■ **Tâche A**: Relevez, s'il vous plaît, chaque ligne des entrées ci-dessous où figure le mot « clicks », en la recopiant telle quelle.

■ **Extrait fourni**:
========================

« Je me suis fait avoir et je culpabilise d’avoir entraîné d’autres copains dans cette affaire. J’en dors mal la nuit. Heureusement, ma famille me soutient, car c’est difficile à vivre, tant d’un point de vue économique que psychologique. » Michel, 54 ans (1), agriculteur dans le Cher, a vendu 90 % de sa récolte de 2015 au négociant Van Hulle. Or, depuis le 19 juillet, l’organisme stockeur de la Seine-Maritime est placé en redressement judiciaire.
L’hiver dernier, les cours des céréales sont au plus bas. Quand un commercial propose des prix de 20 à 30 €/t supérieurs à ceux pratiqués par la coopérative du secteur, Michel saute sur l’occasion. « Avec des amis, j’ai vérifié à la Banque de France et sur internet que l’entreprise allait bien. » Les premiers acomptes sont payés en janvier et février, la marchandise est retirée en temps et en heure. Mais en mai, le chèque du solde revient sans provision. Michel venait de signer la vente de 300 tonnes de colza. Aujourd’hui, Van Hulle lui doit 150 000 €.

========================

■ **Données disponibles**:
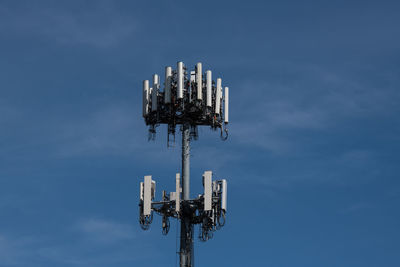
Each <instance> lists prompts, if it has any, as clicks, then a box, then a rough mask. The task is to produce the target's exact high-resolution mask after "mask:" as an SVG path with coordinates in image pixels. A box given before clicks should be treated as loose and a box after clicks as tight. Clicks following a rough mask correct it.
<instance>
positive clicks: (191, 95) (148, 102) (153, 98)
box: [143, 62, 229, 140]
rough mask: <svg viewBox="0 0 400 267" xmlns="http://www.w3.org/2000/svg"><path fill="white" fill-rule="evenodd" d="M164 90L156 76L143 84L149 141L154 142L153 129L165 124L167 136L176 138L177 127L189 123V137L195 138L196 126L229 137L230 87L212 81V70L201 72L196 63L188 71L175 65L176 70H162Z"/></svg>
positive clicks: (154, 130) (143, 94)
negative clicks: (152, 78) (192, 66)
mask: <svg viewBox="0 0 400 267" xmlns="http://www.w3.org/2000/svg"><path fill="white" fill-rule="evenodd" d="M163 84H164V89H163V90H161V81H160V76H159V75H158V74H154V75H153V80H152V86H151V87H150V82H149V80H144V81H143V117H144V119H145V122H146V125H149V126H150V127H149V133H150V135H149V138H150V139H154V138H155V133H156V127H157V126H158V125H160V124H168V140H169V136H170V135H173V136H175V128H176V125H177V124H189V125H190V127H191V136H192V137H194V138H195V139H196V138H197V126H198V125H209V126H210V127H211V128H212V129H213V130H216V129H218V128H219V129H220V130H221V137H222V139H224V140H225V139H226V138H227V136H228V130H227V124H228V122H229V88H228V87H225V88H224V90H223V87H222V80H221V78H217V79H216V82H215V81H213V80H212V72H211V70H207V71H206V72H204V73H203V71H202V64H201V63H200V62H199V63H197V64H196V66H195V68H194V71H190V73H189V71H188V70H187V68H186V66H185V65H184V64H183V62H178V63H177V67H176V70H174V69H172V67H170V66H168V67H165V79H164V83H163Z"/></svg>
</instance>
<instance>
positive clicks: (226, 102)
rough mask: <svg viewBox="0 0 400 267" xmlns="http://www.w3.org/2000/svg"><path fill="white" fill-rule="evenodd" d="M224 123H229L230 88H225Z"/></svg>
mask: <svg viewBox="0 0 400 267" xmlns="http://www.w3.org/2000/svg"><path fill="white" fill-rule="evenodd" d="M224 122H225V123H228V122H229V87H225V95H224Z"/></svg>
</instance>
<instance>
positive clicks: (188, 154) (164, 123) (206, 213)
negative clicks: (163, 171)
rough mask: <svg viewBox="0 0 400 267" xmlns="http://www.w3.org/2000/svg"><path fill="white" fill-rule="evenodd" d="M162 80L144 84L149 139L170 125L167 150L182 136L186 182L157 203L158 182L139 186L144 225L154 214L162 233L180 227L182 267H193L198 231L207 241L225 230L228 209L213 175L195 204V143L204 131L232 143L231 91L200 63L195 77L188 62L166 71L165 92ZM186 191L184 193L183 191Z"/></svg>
mask: <svg viewBox="0 0 400 267" xmlns="http://www.w3.org/2000/svg"><path fill="white" fill-rule="evenodd" d="M160 85H161V83H160V76H158V75H157V74H154V75H153V83H152V87H150V85H149V80H144V81H143V117H144V120H145V122H146V125H148V126H149V139H154V138H155V134H156V127H157V126H159V125H160V124H167V125H168V136H167V137H168V138H167V140H168V145H169V144H170V142H171V137H172V138H173V141H175V129H176V126H177V125H180V130H181V131H182V177H181V175H180V173H177V174H176V179H175V183H176V187H175V192H170V193H169V194H167V193H166V191H162V198H161V201H155V191H156V182H155V181H153V180H152V176H151V175H146V176H144V181H143V182H141V183H140V202H139V209H140V215H139V222H140V225H141V227H142V229H143V230H147V229H149V227H150V224H151V222H152V221H153V212H156V213H157V214H159V215H160V216H162V233H163V234H164V235H166V234H168V231H169V228H170V223H169V218H170V217H172V218H175V219H178V220H180V221H181V224H180V225H181V229H180V251H179V255H180V267H192V266H193V265H194V262H193V261H194V257H193V236H194V225H197V224H198V225H200V226H199V239H200V240H201V241H207V240H208V239H210V238H212V237H213V232H214V231H215V230H219V229H220V228H221V227H222V226H223V225H224V224H225V214H226V211H227V209H226V207H227V182H226V180H225V179H222V180H216V181H213V180H212V176H213V175H212V172H211V171H205V172H204V174H203V187H204V193H203V194H201V195H199V196H198V197H197V198H194V199H191V198H190V140H197V138H198V131H197V127H198V126H199V125H204V126H210V127H211V129H212V130H220V132H221V138H222V139H223V140H226V139H227V137H228V130H227V125H228V111H229V102H228V101H229V88H228V87H225V90H224V94H222V80H221V78H217V80H216V83H215V82H214V81H213V80H212V73H211V70H207V71H206V72H205V73H203V71H202V64H201V63H197V64H196V66H195V70H194V71H190V75H189V77H188V71H187V69H186V67H185V65H184V64H183V62H178V63H177V69H176V70H173V69H172V67H166V68H165V81H164V90H163V91H161V90H160ZM181 185H182V187H181Z"/></svg>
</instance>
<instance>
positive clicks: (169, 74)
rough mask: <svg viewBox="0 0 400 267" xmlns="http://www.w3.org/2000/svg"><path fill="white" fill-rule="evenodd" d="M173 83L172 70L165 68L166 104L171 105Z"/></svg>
mask: <svg viewBox="0 0 400 267" xmlns="http://www.w3.org/2000/svg"><path fill="white" fill-rule="evenodd" d="M171 83H172V68H171V67H165V92H164V103H165V104H169V103H171Z"/></svg>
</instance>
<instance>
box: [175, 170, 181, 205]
mask: <svg viewBox="0 0 400 267" xmlns="http://www.w3.org/2000/svg"><path fill="white" fill-rule="evenodd" d="M175 189H176V192H175V211H176V212H179V211H180V208H181V200H180V195H181V175H180V173H177V174H176V178H175Z"/></svg>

========================

■ **Tâche B**: Transcrivez l'extrait fourni ci-dessus en entier, sans rien y changer.

■ **Réponse rédigée A**:
Each <instance> lists prompts, if it has any, as clicks, then a box, then a rough mask. The task is to produce the target's exact high-resolution mask after "mask:" as an SVG path with coordinates in image pixels. A box given before clicks should be treated as loose and a box after clicks as tight. Clicks following a rough mask correct it.
positive clicks: (191, 95) (148, 102) (153, 98)
positive clicks: (154, 130) (143, 94)
negative clicks: (152, 78) (192, 66)
positive clicks: (226, 102)
positive clicks: (188, 154) (164, 123) (206, 213)
negative clicks: (163, 171)
positive clicks: (169, 74)

■ **Réponse rédigée B**:
« Je me suis fait avoir et je culpabilise d’avoir entraîné d’autres copains dans cette affaire. J’en dors mal la nuit. Heureusement, ma famille me soutient, car c’est difficile à vivre, tant d’un point de vue économique que psychologique. » Michel, 54 ans (1), agriculteur dans le Cher, a vendu 90 % de sa récolte de 2015 au négociant Van Hulle. Or, depuis le 19 juillet, l’organisme stockeur de la Seine-Maritime est placé en redressement judiciaire.
L’hiver dernier, les cours des céréales sont au plus bas. Quand un commercial propose des prix de 20 à 30 €/t supérieurs à ceux pratiqués par la coopérative du secteur, Michel saute sur l’occasion. « Avec des amis, j’ai vérifié à la Banque de France et sur internet que l’entreprise allait bien. » Les premiers acomptes sont payés en janvier et février, la marchandise est retirée en temps et en heure. Mais en mai, le chèque du solde revient sans provision. Michel venait de signer la vente de 300 tonnes de colza. Aujourd’hui, Van Hulle lui doit 150 000 €.